Problem statement:
Rescale the part of the items that opens with the line containing "of the flowering" and closes with the last line of the items. Write out every line in that range again, requests included, with each coordinate in the answers multiplied by 2.05 and rounded to a whole number (halves round up), and give only those lines.

[Material shown start]

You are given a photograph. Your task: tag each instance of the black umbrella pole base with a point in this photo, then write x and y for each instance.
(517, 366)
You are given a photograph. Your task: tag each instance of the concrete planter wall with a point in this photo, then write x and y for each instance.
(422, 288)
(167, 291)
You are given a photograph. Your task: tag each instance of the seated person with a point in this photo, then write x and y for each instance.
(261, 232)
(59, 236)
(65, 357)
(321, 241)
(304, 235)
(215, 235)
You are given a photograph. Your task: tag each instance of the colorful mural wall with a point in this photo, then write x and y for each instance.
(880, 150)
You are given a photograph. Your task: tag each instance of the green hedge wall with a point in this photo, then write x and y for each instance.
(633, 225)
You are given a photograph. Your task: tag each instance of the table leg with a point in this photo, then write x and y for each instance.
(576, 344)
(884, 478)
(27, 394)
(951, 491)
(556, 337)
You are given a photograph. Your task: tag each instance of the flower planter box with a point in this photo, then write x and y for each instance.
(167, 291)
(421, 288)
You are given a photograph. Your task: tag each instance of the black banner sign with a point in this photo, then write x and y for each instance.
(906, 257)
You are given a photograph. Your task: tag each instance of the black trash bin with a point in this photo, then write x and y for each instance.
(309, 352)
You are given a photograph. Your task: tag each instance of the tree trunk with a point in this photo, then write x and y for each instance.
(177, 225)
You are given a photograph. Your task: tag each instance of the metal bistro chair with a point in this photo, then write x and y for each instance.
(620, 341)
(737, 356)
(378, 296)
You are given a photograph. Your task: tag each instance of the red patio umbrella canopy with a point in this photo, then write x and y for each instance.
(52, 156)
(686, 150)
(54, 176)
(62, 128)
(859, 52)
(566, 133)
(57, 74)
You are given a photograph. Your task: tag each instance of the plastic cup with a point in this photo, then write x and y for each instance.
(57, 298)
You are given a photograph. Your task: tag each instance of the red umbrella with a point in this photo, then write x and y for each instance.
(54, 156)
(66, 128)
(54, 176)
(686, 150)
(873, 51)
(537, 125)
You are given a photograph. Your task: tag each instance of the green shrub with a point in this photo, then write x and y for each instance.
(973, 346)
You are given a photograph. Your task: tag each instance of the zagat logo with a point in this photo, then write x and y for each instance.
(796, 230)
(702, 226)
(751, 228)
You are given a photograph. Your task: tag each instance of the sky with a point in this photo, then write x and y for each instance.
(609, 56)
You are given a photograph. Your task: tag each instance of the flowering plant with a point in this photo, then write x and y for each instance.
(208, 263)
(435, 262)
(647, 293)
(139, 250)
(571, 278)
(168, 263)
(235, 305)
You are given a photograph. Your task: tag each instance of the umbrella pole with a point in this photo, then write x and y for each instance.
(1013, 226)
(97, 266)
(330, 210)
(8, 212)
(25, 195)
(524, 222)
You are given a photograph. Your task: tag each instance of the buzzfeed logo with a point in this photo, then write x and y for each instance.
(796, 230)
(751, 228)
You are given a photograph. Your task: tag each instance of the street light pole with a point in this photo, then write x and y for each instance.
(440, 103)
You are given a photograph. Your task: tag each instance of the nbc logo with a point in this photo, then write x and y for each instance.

[Material shown end]

Reply to the task:
You are given a photograph. Your task: tag each instance of the flowering plant with a point in this photo, then write x and y for each instance.
(426, 539)
(892, 537)
(1326, 601)
(285, 513)
(1171, 570)
(344, 539)
(482, 625)
You are given a photograph. Your task: tag each instance of the umbrella pole with a point in this photo, then write x and y for each instance.
(2077, 463)
(199, 545)
(677, 431)
(16, 435)
(51, 400)
(1074, 455)
You are given a photograph. Your task: tag each instance of the buzzfeed logo with a point in this photo, then write x and y for each instance.
(1632, 472)
(1540, 467)
You are given a photograph. Your task: tag each instance of the street light pole with a point in this photo, then write x and y for each instance.
(902, 211)
You are given a photograph. Your task: tag each instance of the nbc logo with a point in this photo, then write x and y for each instance.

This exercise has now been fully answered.